:: REQUIREMENTS ::
Repeat the material exactly as it appears.
########################################
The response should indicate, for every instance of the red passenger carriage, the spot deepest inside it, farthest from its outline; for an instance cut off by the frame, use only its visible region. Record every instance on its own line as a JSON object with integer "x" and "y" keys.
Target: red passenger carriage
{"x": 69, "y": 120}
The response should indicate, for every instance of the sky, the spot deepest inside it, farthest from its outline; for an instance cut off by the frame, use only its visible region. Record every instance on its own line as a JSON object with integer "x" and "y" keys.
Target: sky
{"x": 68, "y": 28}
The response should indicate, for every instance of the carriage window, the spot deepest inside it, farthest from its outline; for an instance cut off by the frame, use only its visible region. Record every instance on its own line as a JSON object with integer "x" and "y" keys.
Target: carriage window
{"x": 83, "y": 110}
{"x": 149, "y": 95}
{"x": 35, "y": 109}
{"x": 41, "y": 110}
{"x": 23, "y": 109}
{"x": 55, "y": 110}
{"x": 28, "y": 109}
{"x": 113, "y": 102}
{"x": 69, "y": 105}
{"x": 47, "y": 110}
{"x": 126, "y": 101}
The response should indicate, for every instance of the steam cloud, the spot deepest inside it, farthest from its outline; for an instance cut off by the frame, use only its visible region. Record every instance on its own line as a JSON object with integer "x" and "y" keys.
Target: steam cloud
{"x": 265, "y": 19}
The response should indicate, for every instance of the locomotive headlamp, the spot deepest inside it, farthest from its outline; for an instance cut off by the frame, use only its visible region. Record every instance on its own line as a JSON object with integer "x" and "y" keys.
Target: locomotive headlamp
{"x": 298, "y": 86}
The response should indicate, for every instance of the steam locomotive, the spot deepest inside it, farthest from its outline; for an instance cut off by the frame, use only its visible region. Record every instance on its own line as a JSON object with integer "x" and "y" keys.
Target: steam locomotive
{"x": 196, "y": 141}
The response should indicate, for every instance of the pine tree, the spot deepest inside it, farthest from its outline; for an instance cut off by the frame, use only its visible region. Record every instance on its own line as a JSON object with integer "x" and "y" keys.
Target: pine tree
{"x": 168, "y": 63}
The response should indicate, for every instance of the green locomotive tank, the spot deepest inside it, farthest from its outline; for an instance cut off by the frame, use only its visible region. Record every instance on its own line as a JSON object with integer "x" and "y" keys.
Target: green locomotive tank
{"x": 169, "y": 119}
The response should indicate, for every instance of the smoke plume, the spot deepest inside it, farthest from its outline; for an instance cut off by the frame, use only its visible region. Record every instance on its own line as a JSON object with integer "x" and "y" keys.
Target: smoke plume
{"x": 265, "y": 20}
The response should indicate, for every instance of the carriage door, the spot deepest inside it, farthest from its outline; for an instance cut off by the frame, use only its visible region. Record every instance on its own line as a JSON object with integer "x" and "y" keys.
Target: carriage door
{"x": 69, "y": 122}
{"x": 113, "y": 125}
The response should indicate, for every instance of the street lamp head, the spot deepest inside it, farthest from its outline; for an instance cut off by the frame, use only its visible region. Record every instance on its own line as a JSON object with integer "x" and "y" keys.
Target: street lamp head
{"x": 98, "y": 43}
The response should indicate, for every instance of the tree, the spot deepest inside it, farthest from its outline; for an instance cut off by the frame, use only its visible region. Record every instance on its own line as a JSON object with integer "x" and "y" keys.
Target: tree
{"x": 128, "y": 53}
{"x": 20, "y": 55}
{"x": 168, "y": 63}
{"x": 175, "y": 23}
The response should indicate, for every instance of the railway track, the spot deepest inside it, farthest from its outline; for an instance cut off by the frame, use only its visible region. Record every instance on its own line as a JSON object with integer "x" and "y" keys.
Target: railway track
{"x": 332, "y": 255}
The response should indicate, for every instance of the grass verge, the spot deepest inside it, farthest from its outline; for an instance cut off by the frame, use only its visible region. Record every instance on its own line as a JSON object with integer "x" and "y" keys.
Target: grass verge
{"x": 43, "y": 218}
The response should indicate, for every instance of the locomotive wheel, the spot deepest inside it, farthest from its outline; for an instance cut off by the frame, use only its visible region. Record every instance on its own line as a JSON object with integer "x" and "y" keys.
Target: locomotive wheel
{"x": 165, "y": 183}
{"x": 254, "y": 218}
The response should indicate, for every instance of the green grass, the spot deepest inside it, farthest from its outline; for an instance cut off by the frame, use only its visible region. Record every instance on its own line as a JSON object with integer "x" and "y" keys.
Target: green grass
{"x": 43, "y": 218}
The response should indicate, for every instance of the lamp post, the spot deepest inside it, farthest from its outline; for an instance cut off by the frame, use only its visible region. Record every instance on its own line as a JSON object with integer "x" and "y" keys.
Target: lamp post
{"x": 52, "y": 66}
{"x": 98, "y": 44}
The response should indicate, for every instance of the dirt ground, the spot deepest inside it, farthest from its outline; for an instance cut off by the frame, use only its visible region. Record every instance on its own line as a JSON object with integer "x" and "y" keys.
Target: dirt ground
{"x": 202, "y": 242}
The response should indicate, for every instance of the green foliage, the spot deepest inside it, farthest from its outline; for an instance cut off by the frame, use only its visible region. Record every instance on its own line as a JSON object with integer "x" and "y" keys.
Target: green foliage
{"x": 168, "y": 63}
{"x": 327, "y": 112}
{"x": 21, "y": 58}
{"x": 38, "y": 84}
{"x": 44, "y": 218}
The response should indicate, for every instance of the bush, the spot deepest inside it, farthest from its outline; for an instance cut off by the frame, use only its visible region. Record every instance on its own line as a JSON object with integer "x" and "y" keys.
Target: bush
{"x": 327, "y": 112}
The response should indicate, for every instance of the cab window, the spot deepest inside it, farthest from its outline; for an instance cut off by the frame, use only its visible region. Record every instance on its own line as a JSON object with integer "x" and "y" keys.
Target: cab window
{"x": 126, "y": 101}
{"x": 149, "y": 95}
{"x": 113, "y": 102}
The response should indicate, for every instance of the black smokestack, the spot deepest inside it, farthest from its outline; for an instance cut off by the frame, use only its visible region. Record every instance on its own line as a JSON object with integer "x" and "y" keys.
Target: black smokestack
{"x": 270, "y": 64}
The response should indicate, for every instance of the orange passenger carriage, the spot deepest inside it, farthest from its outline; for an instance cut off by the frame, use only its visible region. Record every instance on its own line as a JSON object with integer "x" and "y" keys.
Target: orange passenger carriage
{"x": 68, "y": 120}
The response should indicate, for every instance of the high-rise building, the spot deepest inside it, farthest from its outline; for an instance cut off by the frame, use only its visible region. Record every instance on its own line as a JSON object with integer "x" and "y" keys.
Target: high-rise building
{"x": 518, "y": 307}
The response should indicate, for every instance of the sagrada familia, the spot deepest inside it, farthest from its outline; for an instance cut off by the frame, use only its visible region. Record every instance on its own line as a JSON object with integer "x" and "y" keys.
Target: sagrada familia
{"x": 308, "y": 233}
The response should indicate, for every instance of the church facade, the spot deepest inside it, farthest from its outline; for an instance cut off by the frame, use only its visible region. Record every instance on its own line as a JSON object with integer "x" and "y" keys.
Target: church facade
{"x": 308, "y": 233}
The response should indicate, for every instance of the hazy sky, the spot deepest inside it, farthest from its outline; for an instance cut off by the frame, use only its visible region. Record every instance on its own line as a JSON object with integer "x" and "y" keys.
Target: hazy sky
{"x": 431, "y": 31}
########################################
:: OUTPUT OF THE EXERCISE ::
The response should indicate, for every instance of the red passenger carriage, the spot deepest inside it, farthest from its outline; for an instance cut off by the frame, use only its visible region. Record every instance on its own line as a JSON object with integer "x" and "y" keys.
Target: red passenger carriage
{"x": 69, "y": 120}
The response should indicate, for every instance of the sky, the spot deepest inside it, farthest from its outline; for an instance cut off by the frame, use only its visible region. Record every instance on its own line as a JSON object with integer "x" and "y" keys.
Target: sky
{"x": 68, "y": 28}
The response should indicate, for every instance of the carriage window, the spot deepest inside it, farthest from its outline; for an instance cut off by the frame, use only its visible region. Record every instance on its own line as a JSON object with integer "x" and "y" keys.
Target: carriage window
{"x": 83, "y": 110}
{"x": 149, "y": 95}
{"x": 35, "y": 109}
{"x": 41, "y": 110}
{"x": 23, "y": 109}
{"x": 55, "y": 110}
{"x": 28, "y": 109}
{"x": 113, "y": 102}
{"x": 69, "y": 105}
{"x": 47, "y": 110}
{"x": 126, "y": 101}
The response should indicate, for every instance of the steam cloud, the spot deepest inside it, farthest from its outline; for an instance cut off by the frame, use only its visible region. Record every instance on its own line as a JSON object with integer "x" and "y" keys.
Target: steam cloud
{"x": 265, "y": 19}
The response should indicate, for every instance of the locomotive headlamp, the spot deepest inside it, farthest from its outline; for an instance cut off by the frame, use only its visible region. Record every instance on its own line as a JSON object with integer "x" and "y" keys.
Target: locomotive headlamp
{"x": 298, "y": 86}
The response should indicate, for every instance of the steam locomotive, the spot deepest inside it, farthest from its outline; for an instance cut off by the frame, use only its visible region. Record every instance on its own line as a JSON object with integer "x" and "y" keys.
Target: steam locomotive
{"x": 196, "y": 141}
The response should indicate, for every instance of the pine tree, the spot deepest inside it, farthest from its outline; for an instance cut off by the frame, use only its visible region. Record every instance on its own line as a JSON object with integer "x" and "y" keys.
Target: pine tree
{"x": 168, "y": 63}
The response should indicate, for every instance of the green locomotive tank, the spot deepest inside it, farthest from its outline; for an instance cut off by the frame, use only its visible region. Record every instance on its own line as a JSON object with integer "x" and "y" keys.
Target: green locomotive tank
{"x": 169, "y": 119}
The response should indicate, for every instance of the smoke plume, the spot deepest inside it, farthest from its outline; for an instance cut off by the frame, use only its visible region. Record every instance on its own line as a JSON object with integer "x" and "y" keys.
Target: smoke plume
{"x": 265, "y": 20}
The response should indicate, for every instance of the carriage door, the spot deepest inside it, farthest from its outline; for an instance cut off by the frame, use only its visible region. Record every instance on its own line as a JSON object with integer "x" and "y" keys.
Target: carriage door
{"x": 69, "y": 122}
{"x": 113, "y": 125}
The response should indicate, for every instance of the street lamp head, the spot deepest inside it, farthest from its outline; for an instance cut off by the frame, use only its visible region. Record every instance on its own line as a JSON object with integer "x" and "y" keys.
Target: street lamp head
{"x": 98, "y": 43}
The response should indicate, for every instance of the tree, the spot deepest inside it, farthest from its outline; for an instance cut off by the frame, use only its visible region. Record every instance on its own line as a JSON object with integer "x" and "y" keys.
Target: tree
{"x": 128, "y": 53}
{"x": 20, "y": 55}
{"x": 168, "y": 63}
{"x": 175, "y": 23}
The response should indicate, for every instance of the railway track, the spot deepest inside it, farthest from its outline; for an instance cut off by the frame, use only its visible region. Record every instance on its own line as a JSON object with integer "x" and "y" keys.
Target: railway track
{"x": 332, "y": 255}
The response should indicate, for every instance of the grass verge, the spot deepest inside it, farthest from its outline; for an instance cut off by the frame, use only its visible region. Record every instance on its own line as a JSON object with integer "x" and "y" keys.
Target: grass verge
{"x": 43, "y": 218}
The response should indicate, for every instance of the locomotive wheel, the spot deepest inside it, farthest from its outline; for an instance cut off by the frame, use only its visible region. Record every instance on its own line as a JSON object with integer "x" and "y" keys.
Target: locomotive wheel
{"x": 165, "y": 183}
{"x": 254, "y": 218}
The response should indicate, for every instance of the green grass, the spot deepest inside it, farthest from its outline; for an instance cut off by the frame, use only its visible region. Record every instance on its own line as a JSON object with integer "x" and "y" keys.
Target: green grass
{"x": 43, "y": 218}
The response should indicate, for every instance of the lamp post, the spot deepest inside it, farthest from its outline; for an instance cut off by the frame, use only its visible region. Record every instance on its own line as a JSON object with integer "x" and "y" keys.
Target: lamp post
{"x": 52, "y": 66}
{"x": 98, "y": 44}
The response should indicate, for every instance of the dirt ground, the spot deepest inside it, farthest from its outline; for an instance cut off by the frame, use only its visible region. Record every instance on its own line as a JSON object with integer "x" and "y" keys.
Target: dirt ground
{"x": 202, "y": 242}
The response should indicate, for every instance of the green foliage, the spot deepest inside it, farthest from its outline; for an instance cut off by the frame, use only its visible region. Record every instance on its own line as a JSON object with integer "x" and "y" keys.
Target: green foliage
{"x": 168, "y": 63}
{"x": 327, "y": 112}
{"x": 21, "y": 58}
{"x": 38, "y": 84}
{"x": 44, "y": 218}
The response should indicate, for every instance of the bush, the spot deepest inside it, farthest from its outline; for an instance cut off by the frame, use only its visible region. Record every instance on its own line as a JSON object with integer "x" and "y" keys.
Target: bush
{"x": 327, "y": 112}
The response should indicate, for every instance of the cab window, the spot deepest inside it, farthest from its outline; for an instance cut off by the frame, use only its visible region. Record every instance on its own line as a JSON object with integer "x" and "y" keys.
Target: cab window
{"x": 126, "y": 101}
{"x": 149, "y": 95}
{"x": 113, "y": 102}
The response should indicate, for every instance of the black smokestack, the spot deepest inside it, farthest from its outline; for an instance cut off by the frame, use only its visible region. Record every instance on its own line as a JSON object with integer "x" and "y" keys.
Target: black smokestack
{"x": 270, "y": 64}
The response should indicate, for every instance of the orange passenger carriage, the spot deepest inside it, farthest from its outline; for an instance cut off by the frame, use only its visible region. Record every instance on its own line as a JSON object with integer "x" and "y" keys.
Target: orange passenger carriage
{"x": 68, "y": 120}
The response should indicate, for every instance of the high-rise building, the spot deepest inside it, farthest from its outline; for an instance cut off by the frame, use only its visible region. Record every instance on its own line as a JSON object with integer "x" and "y" keys.
Target: high-rise building
{"x": 518, "y": 307}
The response should indicate, for every instance of the sagrada familia, the spot deepest inside it, farthest from its outline; for an instance cut off by the frame, use only its visible region. Record every instance on its own line as a JSON object with integer "x" and "y" keys.
Target: sagrada familia
{"x": 308, "y": 233}
The response should indicate, for every instance of the church facade, the spot deepest inside it, farthest from its outline; for an instance cut off by the frame, use only its visible region. Record every instance on its own line as a JSON object with integer "x" and "y" keys.
Target: church facade
{"x": 308, "y": 233}
The response should indicate, for every instance of the hazy sky, the spot deepest inside it, farthest from its outline; for an instance cut off by the frame, use only its visible region. Record every instance on its own line as a JSON object with integer "x" and "y" keys.
Target: hazy sky
{"x": 431, "y": 31}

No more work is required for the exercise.